Same goes for the women; there is no WAF any more. They lived in the same building, different floor, when my son was in the Air Force, about 30 years after I was..

Now the Congress has decided that homosexuals may serve openly. We had one in our barracks, but I would not have realized it had some of my buddies not told me.

Some of the rougher airmen would return from a weekend in town and report “rolling a few queers.” I then had to learn that they were not using that word the way older people here did. When I was growing up, if they commented that someone was queer (pronounced “kwar,” so it was a while before I realized what word they were using) it meant merely that the person was a little strange or weird in their ways, somewhat unlike us more “normal” people.

Years later, a choir lady informed me that the ministers of music I knew in that city were of that persuasion! (I did not ask how she knew!) Our church secretary was heard to lament that “those people” had ruined a perfectly good word: gay!

The best-selling book when I was still a youth, “Our Hearts Were Young and Gay,” was not about sexual preference, and I don’t think the line “Don we now our gay apparel” in the Christmas carol has anything to do with cross-dressing.

The saying was, “It takes one to know one,” and that’s fine with me. I don’t want to know that any more than I want to know any other intimate details of my friends’ lives.

I like them as people, not as some “designation,” sexual, political or otherwise. A friend observed that “a friend is someone who likes you, even though he knows you.” But I think there are some things we just don’t need to know, and I am not talking about what you have tattooed where the sun does not normally shine. I’m not curious about that, either.

I do have to question whether it is good policy to have women and homosexuals in combat.

Do women really want to kill people? Maybe some do; I know of one female sniper who is deadly accurate.

Do women want to risk what will happen to them if captured? Is it OK to have people making love in foxholes when they need to be alert to danger and not compromise the safety of their comrades in arms?

War is a dangerous and deadly business, and warriors are best not distracted by opportunities in combat that should be available only on R&R. Just my opinion, but think about it.

I sincerely hope that this “new order” turns out to be another non-event, so that we all can go about our lives in peace and harmony.

Challenge -> According to the passage, how was the word "queer" pronounced when the writer was growing up? The records have no connection to the passage.

Dataset entries ->
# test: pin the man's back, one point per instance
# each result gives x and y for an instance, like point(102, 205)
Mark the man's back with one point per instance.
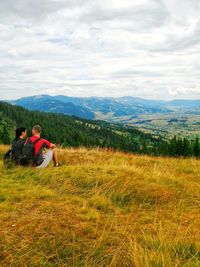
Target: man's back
point(39, 146)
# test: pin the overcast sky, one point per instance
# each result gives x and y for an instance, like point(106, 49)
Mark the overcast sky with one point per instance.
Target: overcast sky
point(145, 48)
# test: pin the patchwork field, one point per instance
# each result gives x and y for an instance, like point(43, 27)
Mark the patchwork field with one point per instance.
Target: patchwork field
point(101, 209)
point(185, 125)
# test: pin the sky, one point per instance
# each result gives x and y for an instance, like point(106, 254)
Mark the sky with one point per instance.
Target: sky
point(142, 48)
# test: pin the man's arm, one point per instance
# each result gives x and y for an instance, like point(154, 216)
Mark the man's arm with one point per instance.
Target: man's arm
point(52, 146)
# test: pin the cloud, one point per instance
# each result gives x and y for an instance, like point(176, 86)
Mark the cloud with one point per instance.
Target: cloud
point(146, 48)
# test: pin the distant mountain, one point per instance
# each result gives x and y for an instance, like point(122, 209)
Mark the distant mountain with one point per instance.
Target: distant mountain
point(106, 107)
point(50, 104)
point(72, 131)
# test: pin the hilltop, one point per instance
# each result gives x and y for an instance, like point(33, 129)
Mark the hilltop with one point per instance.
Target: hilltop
point(165, 118)
point(102, 208)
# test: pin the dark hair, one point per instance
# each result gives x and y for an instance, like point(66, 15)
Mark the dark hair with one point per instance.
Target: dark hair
point(37, 128)
point(19, 132)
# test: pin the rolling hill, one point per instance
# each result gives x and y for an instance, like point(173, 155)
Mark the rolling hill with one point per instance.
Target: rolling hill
point(110, 108)
point(101, 209)
point(74, 131)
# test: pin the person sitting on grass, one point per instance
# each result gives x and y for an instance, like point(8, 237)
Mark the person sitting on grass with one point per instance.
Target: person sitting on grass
point(39, 159)
point(14, 154)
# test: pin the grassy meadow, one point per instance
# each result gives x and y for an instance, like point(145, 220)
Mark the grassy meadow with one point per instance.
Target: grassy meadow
point(101, 209)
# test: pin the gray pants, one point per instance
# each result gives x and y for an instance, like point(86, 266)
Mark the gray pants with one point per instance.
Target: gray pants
point(48, 156)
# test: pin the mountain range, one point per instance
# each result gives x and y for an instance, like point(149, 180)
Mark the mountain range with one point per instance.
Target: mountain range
point(107, 108)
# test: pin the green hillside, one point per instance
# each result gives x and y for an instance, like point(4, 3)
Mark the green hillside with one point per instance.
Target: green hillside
point(72, 131)
point(101, 209)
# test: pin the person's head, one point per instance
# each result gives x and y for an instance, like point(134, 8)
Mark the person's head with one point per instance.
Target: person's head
point(21, 133)
point(37, 129)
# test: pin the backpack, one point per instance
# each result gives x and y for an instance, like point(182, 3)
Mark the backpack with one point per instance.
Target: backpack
point(13, 155)
point(7, 159)
point(28, 152)
point(17, 148)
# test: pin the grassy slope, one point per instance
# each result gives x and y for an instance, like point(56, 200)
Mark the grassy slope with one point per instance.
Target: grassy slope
point(101, 209)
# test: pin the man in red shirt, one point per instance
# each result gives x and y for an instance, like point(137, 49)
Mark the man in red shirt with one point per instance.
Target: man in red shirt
point(42, 159)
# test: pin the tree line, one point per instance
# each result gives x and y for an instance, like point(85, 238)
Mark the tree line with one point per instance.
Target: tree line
point(75, 132)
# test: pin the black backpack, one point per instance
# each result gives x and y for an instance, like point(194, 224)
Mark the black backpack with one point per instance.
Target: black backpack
point(7, 159)
point(28, 152)
point(17, 148)
point(13, 156)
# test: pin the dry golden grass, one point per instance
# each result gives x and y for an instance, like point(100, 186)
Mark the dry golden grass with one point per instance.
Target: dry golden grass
point(101, 209)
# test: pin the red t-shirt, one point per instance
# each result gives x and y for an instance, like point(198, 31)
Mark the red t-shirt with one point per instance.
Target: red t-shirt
point(39, 146)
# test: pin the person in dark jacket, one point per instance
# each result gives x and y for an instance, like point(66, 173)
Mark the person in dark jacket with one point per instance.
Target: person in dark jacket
point(18, 144)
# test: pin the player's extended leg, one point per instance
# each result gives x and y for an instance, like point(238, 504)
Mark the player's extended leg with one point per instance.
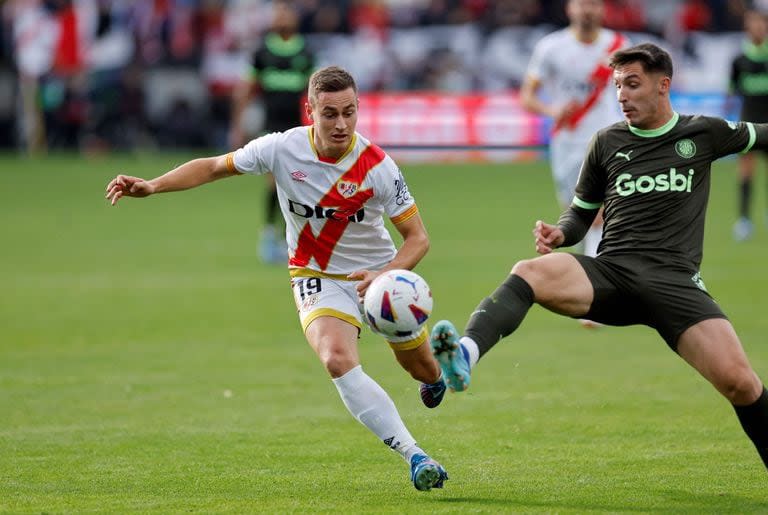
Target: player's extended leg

Solution -> It was pronounced "kwar."